##### SOURCE RECORDS

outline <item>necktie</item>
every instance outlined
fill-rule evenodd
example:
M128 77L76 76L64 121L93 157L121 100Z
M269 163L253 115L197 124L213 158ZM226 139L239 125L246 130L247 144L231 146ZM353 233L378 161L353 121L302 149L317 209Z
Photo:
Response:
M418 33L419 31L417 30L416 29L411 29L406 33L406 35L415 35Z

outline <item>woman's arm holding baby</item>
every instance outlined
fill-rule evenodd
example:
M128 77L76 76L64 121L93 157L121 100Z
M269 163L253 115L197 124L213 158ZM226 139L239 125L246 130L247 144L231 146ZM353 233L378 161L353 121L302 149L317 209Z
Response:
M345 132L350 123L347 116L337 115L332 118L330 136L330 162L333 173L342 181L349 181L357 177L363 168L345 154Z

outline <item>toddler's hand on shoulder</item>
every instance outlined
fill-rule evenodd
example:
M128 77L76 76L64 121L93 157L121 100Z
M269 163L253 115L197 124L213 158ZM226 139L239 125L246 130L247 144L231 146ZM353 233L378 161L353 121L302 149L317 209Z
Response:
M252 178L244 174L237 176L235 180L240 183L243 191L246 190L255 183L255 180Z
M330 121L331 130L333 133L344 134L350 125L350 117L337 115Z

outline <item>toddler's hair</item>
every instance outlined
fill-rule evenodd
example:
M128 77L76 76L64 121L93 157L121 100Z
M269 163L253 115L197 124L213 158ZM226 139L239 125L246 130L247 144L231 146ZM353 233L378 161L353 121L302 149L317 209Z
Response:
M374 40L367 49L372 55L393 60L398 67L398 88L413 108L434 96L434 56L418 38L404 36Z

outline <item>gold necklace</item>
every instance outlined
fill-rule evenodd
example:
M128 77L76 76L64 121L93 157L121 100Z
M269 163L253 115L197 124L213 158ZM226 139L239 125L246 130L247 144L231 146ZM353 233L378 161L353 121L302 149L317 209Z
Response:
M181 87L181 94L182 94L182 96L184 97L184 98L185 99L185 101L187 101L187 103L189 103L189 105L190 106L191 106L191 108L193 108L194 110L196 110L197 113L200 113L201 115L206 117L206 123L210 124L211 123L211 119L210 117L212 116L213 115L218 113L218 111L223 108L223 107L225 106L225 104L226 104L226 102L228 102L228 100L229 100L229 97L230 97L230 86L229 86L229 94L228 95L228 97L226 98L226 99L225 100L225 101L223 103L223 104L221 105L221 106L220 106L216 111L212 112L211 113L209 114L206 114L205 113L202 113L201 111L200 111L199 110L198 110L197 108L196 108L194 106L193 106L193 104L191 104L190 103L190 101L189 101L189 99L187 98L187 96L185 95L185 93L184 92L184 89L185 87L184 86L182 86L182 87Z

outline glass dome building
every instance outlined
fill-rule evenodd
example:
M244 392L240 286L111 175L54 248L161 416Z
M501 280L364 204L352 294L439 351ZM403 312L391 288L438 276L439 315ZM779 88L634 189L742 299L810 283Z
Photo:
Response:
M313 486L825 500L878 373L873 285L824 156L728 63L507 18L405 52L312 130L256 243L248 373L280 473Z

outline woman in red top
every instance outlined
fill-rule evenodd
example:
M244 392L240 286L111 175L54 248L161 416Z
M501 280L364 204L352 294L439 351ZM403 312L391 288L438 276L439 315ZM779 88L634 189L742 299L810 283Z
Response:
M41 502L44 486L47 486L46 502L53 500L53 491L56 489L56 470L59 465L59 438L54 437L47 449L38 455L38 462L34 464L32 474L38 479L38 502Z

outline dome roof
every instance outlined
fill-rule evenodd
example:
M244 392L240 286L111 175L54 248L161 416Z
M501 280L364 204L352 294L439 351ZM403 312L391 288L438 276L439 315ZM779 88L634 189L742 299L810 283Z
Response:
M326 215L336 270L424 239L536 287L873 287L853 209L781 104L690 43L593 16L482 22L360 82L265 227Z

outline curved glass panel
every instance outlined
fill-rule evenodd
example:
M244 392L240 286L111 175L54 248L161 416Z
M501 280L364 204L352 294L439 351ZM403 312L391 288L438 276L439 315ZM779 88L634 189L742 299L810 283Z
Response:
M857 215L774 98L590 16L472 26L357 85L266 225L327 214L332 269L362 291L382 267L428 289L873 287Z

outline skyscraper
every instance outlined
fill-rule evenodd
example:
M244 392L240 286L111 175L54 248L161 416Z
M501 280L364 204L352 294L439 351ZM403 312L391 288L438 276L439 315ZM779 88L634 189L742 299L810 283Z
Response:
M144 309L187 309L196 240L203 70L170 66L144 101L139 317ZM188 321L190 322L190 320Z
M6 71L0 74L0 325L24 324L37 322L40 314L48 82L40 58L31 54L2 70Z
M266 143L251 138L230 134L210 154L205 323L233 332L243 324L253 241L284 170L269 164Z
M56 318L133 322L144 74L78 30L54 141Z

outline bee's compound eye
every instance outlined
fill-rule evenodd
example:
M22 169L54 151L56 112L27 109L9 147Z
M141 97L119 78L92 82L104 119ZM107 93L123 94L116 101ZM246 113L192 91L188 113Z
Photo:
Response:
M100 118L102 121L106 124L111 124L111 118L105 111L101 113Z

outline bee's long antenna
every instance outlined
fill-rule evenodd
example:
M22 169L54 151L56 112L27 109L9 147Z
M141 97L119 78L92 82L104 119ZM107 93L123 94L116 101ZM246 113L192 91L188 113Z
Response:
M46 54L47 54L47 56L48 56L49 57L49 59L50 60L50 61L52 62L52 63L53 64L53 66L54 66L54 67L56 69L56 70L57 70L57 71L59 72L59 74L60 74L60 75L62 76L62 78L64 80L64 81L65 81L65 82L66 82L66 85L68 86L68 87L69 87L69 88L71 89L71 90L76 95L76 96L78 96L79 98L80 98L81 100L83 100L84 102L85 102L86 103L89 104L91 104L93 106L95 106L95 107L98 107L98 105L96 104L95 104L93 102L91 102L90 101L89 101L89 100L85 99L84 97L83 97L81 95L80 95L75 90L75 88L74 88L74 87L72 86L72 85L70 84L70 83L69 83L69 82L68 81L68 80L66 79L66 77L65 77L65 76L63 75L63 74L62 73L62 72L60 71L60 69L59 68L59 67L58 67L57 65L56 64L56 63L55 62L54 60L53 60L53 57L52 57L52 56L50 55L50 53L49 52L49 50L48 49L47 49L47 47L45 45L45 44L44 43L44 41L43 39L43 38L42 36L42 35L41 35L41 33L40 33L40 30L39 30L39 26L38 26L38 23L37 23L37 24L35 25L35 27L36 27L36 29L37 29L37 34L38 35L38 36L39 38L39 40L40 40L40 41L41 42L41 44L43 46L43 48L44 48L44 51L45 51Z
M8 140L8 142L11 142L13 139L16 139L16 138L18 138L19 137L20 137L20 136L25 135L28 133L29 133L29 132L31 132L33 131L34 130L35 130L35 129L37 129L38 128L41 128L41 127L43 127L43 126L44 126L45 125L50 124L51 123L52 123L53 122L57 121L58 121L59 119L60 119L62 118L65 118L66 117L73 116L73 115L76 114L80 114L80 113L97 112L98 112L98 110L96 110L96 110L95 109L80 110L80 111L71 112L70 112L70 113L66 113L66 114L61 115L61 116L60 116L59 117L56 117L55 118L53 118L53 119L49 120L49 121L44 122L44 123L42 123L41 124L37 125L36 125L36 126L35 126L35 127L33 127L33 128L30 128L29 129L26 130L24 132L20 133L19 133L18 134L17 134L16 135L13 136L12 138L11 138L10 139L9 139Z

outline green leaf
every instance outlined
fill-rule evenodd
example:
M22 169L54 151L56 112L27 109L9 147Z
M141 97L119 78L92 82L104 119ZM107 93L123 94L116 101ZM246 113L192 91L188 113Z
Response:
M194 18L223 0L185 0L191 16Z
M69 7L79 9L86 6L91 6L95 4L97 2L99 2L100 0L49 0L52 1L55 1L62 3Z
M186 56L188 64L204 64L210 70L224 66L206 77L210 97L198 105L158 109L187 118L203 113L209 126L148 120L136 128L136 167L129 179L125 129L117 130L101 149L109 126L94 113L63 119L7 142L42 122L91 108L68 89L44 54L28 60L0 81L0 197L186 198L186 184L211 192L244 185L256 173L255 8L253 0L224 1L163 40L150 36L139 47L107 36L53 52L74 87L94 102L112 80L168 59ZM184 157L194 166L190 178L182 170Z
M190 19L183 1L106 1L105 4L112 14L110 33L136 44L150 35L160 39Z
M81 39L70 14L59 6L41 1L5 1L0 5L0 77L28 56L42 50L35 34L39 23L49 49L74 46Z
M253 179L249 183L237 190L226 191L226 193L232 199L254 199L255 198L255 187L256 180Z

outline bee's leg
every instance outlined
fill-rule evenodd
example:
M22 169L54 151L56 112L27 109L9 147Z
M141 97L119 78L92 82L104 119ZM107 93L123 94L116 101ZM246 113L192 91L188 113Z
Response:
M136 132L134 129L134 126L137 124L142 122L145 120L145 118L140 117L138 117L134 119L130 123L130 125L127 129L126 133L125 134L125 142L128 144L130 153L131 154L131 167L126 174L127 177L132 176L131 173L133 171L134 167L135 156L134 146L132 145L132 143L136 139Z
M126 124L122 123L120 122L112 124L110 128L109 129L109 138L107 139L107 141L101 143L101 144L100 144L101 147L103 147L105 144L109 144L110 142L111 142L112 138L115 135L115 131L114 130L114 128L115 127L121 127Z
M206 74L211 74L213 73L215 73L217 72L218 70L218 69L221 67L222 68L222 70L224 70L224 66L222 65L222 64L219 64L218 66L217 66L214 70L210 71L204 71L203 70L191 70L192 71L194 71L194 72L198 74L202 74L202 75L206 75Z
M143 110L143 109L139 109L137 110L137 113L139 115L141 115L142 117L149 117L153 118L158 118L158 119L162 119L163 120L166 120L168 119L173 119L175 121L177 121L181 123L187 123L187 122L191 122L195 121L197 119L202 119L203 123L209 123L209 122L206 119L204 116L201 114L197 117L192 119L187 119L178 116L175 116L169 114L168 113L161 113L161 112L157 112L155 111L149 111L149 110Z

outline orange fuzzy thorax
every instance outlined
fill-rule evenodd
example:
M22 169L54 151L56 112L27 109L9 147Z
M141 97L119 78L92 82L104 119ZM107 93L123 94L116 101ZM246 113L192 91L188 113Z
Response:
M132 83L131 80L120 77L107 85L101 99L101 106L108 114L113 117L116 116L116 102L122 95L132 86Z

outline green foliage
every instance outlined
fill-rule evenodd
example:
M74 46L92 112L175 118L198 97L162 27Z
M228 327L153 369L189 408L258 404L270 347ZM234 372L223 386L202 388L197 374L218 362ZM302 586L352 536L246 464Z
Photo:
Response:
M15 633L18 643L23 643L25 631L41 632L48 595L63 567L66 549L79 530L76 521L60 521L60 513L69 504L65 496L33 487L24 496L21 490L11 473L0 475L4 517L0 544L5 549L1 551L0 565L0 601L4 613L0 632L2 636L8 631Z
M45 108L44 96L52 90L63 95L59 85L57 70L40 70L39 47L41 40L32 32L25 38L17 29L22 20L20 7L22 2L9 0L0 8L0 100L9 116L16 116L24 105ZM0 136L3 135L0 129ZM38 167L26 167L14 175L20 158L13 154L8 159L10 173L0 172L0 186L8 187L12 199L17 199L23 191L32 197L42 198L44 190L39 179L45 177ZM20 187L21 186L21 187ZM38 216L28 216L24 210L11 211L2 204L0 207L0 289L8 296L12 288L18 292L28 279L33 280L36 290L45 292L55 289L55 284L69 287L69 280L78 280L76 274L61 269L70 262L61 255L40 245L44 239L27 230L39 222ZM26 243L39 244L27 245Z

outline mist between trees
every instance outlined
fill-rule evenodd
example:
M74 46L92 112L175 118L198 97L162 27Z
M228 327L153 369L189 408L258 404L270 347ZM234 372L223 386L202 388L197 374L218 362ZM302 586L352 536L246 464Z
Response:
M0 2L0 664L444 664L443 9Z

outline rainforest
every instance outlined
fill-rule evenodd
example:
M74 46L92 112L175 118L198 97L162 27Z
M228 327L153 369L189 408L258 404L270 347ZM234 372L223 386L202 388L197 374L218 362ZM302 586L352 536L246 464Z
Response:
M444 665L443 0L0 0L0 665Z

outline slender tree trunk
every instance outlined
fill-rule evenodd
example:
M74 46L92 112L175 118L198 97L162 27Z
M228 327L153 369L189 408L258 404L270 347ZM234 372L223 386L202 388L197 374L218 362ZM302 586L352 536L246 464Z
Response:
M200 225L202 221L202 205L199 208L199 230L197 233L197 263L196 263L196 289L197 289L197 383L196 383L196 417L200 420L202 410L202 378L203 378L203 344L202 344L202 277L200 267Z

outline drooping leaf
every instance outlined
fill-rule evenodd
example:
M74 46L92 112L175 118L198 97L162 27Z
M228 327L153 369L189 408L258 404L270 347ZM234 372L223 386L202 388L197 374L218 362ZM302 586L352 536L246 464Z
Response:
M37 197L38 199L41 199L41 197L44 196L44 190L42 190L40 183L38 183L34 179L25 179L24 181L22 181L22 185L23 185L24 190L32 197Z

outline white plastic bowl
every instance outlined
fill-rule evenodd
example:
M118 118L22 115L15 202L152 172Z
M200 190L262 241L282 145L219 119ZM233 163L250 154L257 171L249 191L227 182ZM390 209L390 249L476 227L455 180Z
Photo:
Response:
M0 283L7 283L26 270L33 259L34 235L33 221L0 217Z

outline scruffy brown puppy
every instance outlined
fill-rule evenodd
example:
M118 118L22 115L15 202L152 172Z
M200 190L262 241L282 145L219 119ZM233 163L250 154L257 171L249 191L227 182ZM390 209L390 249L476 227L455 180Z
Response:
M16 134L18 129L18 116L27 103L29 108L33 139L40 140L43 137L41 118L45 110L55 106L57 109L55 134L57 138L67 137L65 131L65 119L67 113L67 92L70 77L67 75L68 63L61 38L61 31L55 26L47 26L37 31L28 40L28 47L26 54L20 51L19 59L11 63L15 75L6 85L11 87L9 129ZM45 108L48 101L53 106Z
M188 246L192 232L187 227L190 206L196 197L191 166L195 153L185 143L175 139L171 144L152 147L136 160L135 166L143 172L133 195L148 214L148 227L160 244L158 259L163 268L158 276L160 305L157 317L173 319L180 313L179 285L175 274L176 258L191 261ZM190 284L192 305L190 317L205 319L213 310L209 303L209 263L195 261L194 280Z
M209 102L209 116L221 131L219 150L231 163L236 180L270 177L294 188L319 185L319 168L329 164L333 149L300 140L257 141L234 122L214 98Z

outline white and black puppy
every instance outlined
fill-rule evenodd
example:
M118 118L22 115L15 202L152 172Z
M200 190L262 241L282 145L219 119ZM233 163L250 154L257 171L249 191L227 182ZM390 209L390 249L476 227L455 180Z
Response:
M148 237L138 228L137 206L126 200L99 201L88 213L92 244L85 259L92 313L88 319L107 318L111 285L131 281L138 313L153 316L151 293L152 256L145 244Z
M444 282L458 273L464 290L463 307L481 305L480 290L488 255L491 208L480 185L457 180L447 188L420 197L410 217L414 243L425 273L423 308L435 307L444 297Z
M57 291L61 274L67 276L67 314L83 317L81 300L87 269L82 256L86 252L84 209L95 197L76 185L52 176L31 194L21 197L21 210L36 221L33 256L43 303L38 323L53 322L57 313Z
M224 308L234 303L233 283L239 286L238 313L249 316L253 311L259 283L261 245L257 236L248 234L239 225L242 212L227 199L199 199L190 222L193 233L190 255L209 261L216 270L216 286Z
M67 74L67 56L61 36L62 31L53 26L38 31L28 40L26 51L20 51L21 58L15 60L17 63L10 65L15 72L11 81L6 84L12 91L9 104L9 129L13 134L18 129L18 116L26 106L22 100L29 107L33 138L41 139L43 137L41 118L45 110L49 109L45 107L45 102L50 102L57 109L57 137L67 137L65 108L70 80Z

##########

Set out everything from the beginning of the entries down to the line containing "M374 40L367 49L372" as a numbered list, with both ends included and blank lines omitted.

• SOLUTION FOR THIS EXERCISE:
1. outline <item>necktie</item>
2. every instance outlined
3. fill-rule evenodd
4. example:
5. M128 77L76 76L64 121L93 157L121 100Z
6. M269 163L253 115L197 124L213 158ZM226 139L239 125L246 130L247 144L231 146ZM353 233L378 161L353 121L302 149L317 209Z
7. Photo:
8. Response:
9. M418 33L419 31L417 30L416 29L411 29L406 33L406 35L415 35Z
10. outline <item>woman's arm holding baby</item>
11. every instance outlined
12. fill-rule evenodd
13. example:
14. M128 77L76 76L64 121L93 157L121 100Z
15. M269 163L253 115L197 124L213 158ZM226 139L239 125L246 130L247 144L231 146ZM353 233L378 161L353 121L302 149L317 209Z
16. Response:
17. M345 132L350 123L347 116L337 115L332 118L330 136L330 162L333 173L342 181L349 181L357 177L363 168L345 154Z
18. outline <item>toddler's hand on shoulder</item>
19. every instance outlined
20. fill-rule evenodd
21. example:
22. M128 77L76 76L64 121L93 157L121 100Z
23. M269 163L253 115L197 124L213 158ZM226 139L239 125L246 130L247 144L231 146ZM353 233L378 161L353 121L302 149L317 209Z
24. Response:
25. M252 178L244 174L237 176L235 180L240 183L243 191L246 190L255 183L255 180Z
26. M330 121L331 130L333 133L344 134L350 125L350 117L337 115Z
27. outline <item>toddler's hair</item>
28. every instance outlined
29. fill-rule evenodd
30. example:
31. M128 77L76 76L64 121L93 157L121 100Z
32. M269 163L253 115L197 124L213 158ZM226 139L239 125L246 130L247 144L231 146ZM353 233L378 161L353 121L302 149L317 209Z
33. Response:
34. M374 40L367 49L372 55L393 60L398 67L398 88L413 108L434 96L434 56L418 38L404 36Z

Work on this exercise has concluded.